Look through the data below for the line with "would you mind locating the ring" and the line with "would you mind locating the spotlight", then output those two and all lines in between, exactly as written.

- Data section
-- Opening Marker --

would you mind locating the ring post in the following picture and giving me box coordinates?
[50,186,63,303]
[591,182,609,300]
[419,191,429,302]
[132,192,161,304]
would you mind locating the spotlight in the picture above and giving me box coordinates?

-- Closing Marker --
-- Opening Marker --

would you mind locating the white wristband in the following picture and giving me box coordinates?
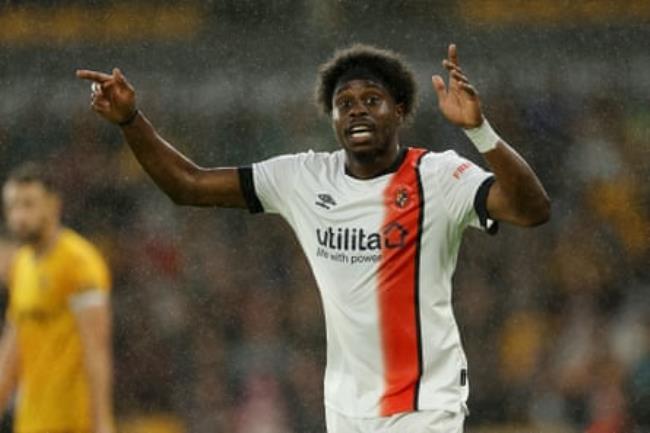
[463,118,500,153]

-- Closing Marker --
-- Opening Marker --

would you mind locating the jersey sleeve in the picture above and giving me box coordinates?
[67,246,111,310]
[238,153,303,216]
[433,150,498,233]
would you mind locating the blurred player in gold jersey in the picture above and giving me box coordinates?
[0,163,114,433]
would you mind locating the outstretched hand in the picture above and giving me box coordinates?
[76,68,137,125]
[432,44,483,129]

-- Closing Marker --

- Task solution
would you mind locating the ring post in the following picture and giving me box coordinates?
[50,186,63,303]
[591,182,609,300]
[419,191,429,302]
[132,192,161,304]
would you mind locating the spotlight in the picture above and giving me box coordinates?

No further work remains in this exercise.